### EXERCISE BRIEF:
Convert the entries from the line containing "Audit note: shallow" through the line containing "[[0, 126, 400, 137]]" into a two-column CSV with columns named note and box. Give one row per entry with its text under note and its answer under box, putting each value in a single quoted field and replacing line breaks with spaces.

### DATA LINES:
■ ■ ■ ■ ■ ■ ■

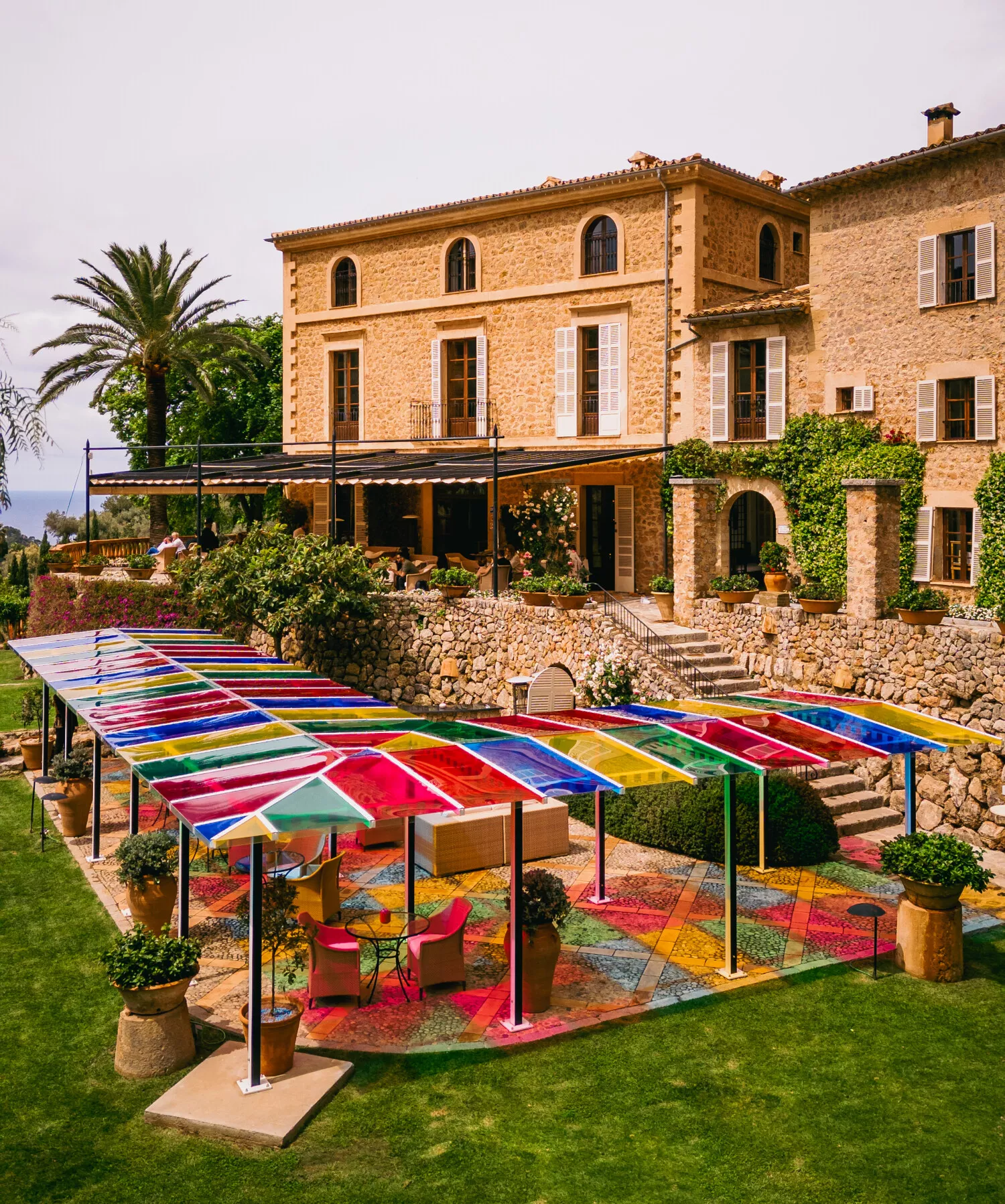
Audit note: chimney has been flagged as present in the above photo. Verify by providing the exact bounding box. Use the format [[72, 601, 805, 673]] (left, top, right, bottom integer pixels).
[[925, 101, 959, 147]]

■ ■ ■ ■ ■ ■ ■

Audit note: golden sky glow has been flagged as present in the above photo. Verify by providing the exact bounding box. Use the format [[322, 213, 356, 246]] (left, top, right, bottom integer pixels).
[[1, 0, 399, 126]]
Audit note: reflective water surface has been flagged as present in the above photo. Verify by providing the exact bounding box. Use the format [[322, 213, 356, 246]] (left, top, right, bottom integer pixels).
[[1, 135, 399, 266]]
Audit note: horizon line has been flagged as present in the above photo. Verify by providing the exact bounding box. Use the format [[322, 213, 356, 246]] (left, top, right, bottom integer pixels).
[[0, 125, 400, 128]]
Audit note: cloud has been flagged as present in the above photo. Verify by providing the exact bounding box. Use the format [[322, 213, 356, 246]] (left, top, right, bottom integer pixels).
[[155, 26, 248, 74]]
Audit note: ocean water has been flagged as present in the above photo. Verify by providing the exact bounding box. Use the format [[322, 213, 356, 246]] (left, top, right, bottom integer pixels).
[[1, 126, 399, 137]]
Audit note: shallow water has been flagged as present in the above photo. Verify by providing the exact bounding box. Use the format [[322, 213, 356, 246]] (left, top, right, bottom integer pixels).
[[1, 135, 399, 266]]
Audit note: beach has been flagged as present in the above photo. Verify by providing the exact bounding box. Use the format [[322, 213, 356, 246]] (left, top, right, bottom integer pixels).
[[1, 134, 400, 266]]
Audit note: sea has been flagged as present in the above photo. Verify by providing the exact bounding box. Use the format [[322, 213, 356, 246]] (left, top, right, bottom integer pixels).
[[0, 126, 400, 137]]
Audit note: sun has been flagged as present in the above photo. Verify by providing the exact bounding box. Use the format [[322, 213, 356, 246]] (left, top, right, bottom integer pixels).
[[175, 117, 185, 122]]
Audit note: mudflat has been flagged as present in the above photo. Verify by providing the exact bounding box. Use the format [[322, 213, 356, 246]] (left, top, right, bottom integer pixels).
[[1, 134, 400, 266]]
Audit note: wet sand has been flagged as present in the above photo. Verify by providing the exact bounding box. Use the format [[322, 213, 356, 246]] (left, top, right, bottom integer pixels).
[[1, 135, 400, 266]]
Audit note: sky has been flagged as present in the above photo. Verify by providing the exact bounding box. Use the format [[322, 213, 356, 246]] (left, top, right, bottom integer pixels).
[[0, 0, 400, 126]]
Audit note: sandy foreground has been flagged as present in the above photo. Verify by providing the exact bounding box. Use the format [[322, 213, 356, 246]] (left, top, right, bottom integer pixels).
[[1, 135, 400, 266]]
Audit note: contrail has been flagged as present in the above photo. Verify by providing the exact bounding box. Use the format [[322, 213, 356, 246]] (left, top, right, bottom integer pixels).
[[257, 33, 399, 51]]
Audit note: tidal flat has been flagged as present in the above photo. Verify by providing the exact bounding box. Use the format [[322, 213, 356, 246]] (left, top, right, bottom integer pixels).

■ ■ ■ ■ ■ ■ ■

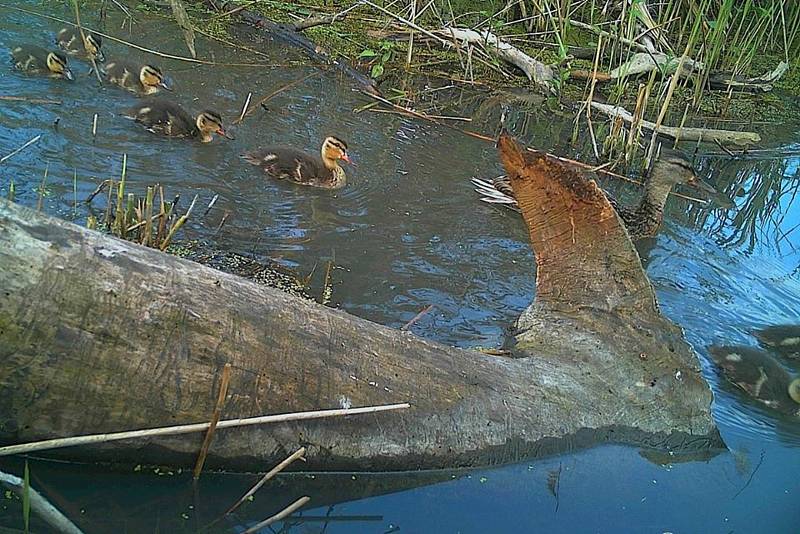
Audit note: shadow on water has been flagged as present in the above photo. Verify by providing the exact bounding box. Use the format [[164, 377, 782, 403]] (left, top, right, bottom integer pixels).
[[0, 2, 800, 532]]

■ ■ ■ ■ ■ ■ ■

### THE RESULT:
note,box
"Audit note: shallow water has been flagged as present in the above photo. Verify by providing the exact bounding box. Use the format [[322, 213, 356, 246]] (left, top, right, bottom integer pixels).","[[1, 135, 399, 266]]"
"Audit note: beach has been flagged as present in the above photo. Verify by providing the exact bounding box. Use the format [[322, 213, 356, 246]] (left, top, right, bottom integer pixels).","[[1, 134, 400, 266]]"
"Audit note: sea has been flagged as present in the above photo. Verify by providing the exact bounding box. Use the format [[322, 213, 356, 246]] (left, top, right, bottom integer pixels).","[[0, 126, 400, 137]]"